Texte à lire:
┏━━
Iuz profita de la diversion fournie par ces évènements et l'invasion
du Pomarj pour lancer une nouvelle vague d'attaques. Tout d'abord, il poussa
sur Chendl, mais ses armées furent repoussées et marchèrent
à l'est de Crockport pendant que la Société Cornue faisait
le siège de Grabford. Assaillies de toutes parts, les forces de Furyondy
refluèrent et Iuz pris les berges sud du Lac Whyestil. La flotte de Whyestil
qui avait assuré la domination de Furyondy sur ces eaux s'échappa
de justesse de cet étau et rejoignit le Nyr Dyv par la Veng.
Toutefois, les forces du mal subirent aussi une cruelle défaite. Pendant
que Iuz marchait à l'est, Belvor contre attaqua dans la Vesve. Aidé
par les elfes des bois et les rangers de Highvale, il décima systématiquement
tous les anciens territoire tribaux des orques dans ces bois. Avec la destruction
de ces tribus, Belvor élimina tout espoir de Iuz de pouvoir se renforcer.
Pendant ce temps, Veluna stoppait net la marche des Ketites sur Mitrik.
Bissel n'eut pas cette chance. Finalement, les cavaliers bakluns brisèrent
ses frontières. Ainsi, le Beygraf Zoltan, Bouclier de la Vraie Foi, forca
le Marshall de Bissel à accepter ses termes de rédition. La paix
conclue, Ket contrôlait les routes commerciales vitales à travers
le Trou de Bramblewood.
┗━━
Enregistrements fournis:
┏━━
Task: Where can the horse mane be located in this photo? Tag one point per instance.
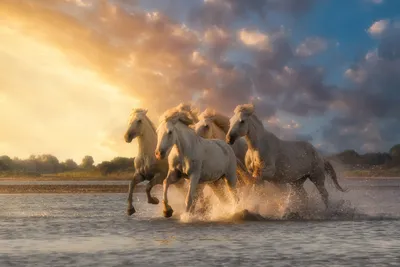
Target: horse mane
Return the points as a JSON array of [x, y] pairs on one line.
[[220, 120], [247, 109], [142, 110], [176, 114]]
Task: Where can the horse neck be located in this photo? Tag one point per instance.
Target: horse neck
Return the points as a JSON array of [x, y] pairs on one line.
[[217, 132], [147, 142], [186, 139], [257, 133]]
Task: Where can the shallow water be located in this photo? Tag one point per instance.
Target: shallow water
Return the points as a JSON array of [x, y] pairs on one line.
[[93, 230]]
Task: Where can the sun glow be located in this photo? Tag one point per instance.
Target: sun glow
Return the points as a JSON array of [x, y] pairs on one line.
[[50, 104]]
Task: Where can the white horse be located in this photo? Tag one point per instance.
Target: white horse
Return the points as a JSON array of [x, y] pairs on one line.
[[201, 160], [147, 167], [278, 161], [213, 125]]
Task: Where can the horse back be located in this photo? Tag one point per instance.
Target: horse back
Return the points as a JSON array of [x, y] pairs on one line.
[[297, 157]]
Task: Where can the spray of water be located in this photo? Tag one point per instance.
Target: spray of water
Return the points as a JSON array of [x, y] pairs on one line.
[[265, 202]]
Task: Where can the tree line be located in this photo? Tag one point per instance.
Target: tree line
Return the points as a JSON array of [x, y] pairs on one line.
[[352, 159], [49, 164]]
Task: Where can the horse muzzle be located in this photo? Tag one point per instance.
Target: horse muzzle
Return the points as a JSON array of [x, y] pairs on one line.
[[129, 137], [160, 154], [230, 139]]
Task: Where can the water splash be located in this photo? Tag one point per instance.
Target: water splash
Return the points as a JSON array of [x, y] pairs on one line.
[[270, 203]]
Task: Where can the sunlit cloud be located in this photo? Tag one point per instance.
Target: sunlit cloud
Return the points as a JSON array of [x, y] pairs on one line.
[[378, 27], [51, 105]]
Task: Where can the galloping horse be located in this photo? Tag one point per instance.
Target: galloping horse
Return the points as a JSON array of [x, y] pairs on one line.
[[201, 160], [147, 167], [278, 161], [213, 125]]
┗━━
┏━━
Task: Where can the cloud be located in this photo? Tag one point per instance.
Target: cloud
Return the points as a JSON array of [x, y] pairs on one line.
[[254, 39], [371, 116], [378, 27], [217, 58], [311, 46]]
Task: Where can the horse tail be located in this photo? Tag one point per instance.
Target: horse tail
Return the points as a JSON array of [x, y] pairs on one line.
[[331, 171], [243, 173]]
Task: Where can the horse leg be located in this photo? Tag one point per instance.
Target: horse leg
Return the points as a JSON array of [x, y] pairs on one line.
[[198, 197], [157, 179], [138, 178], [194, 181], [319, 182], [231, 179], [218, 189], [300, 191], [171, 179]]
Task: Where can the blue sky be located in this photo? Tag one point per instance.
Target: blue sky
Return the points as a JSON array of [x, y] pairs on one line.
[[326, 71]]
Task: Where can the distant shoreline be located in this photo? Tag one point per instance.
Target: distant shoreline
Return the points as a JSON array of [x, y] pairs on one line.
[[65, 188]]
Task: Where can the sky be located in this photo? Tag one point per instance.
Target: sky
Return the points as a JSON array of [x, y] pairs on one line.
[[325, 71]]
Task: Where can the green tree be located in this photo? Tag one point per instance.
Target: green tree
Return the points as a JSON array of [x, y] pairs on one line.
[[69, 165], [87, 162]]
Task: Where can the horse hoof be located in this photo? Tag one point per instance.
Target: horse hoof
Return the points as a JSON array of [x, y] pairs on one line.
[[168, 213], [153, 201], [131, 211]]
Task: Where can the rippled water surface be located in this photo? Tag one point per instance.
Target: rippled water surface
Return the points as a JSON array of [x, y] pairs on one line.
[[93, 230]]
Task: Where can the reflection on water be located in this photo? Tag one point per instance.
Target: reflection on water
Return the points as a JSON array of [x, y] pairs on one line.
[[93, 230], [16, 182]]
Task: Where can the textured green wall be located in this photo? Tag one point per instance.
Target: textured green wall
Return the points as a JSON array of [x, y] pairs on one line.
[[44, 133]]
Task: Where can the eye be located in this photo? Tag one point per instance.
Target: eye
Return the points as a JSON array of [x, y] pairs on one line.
┗━━
Travail demandé:
• A. Transcrivez fidèlement le texte sur les campagnes de Iuz, en commençant à « Bissel n'eut pas » et en terminant à « Trou de Bramblewood. ».
• B. Reprenez le texte sur les campagnes de Iuz après sa dernière phrase et poursuivez-en le récit.

Réponses attendues:
• A.
Bissel n'eut pas cette chance. Finalement, les cavaliers bakluns brisèrent
ses frontières. Ainsi, le Beygraf Zoltan, Bouclier de la Vraie Foi, forca
le Marshall de Bissel à accepter ses termes de rédition. La paix
conclue, Ket contrôlait les routes commerciales vitales à travers
le Trou de Bramblewood.

• B.
Le Roi Fou part en Campagne
La vague du mal semblait devoir submerger la Flanesse mais Istus fit son apparition
sous les traits d'Ivid le Dément. Après avoir considéré
le succès de l'éviction d'Osson et de la Campagne d'Almor dans
lesquelles il avait joué un rôle modeste, Ivid conclut qu'Osson
n'était pas un bon commandant mais plutôt que ses propres généraux
étaient des ignares incompétents
39
qui avaient besoin de son aide. En bref, il décidait qu'il était
un génie militaire et que ses généraux étaient des
crétins attardés.
Après cette soudaine prise de conscience, Ivid prit personellement le
contrôle de toutes les armées du Grand Royaume malgré les
conseils de ses meilleurs aides. Ivid ne dessaisit pas uniquement ses généraux,
il en exécuta bon nombre n'épargnant que ses favoris.
La campagne militaire qui s'ensuivit fut, comme c'était prévisible,
un véritable désastre. Encouragé par la victoire sur Almor,
Ivid poussa ses armées sans commandemant vers Nyrond croyant qu'il pourrait
les diriger du Trône de Malachite par magie et messagers interposés.
La tentative de passer la Rivière Harpe près d'Innspa fut un désastre
total car les quelques commandants qui avaient échappés à
la colère d'Ivid eurent trop peur de critiquer même le plus petit
détail tactique. De plus, les ordres de Rauxes mettaient des heures à
arriver et quand ils arrivaient, ils étaient illogiques ou dépassaient
clairement les développements de la bataille.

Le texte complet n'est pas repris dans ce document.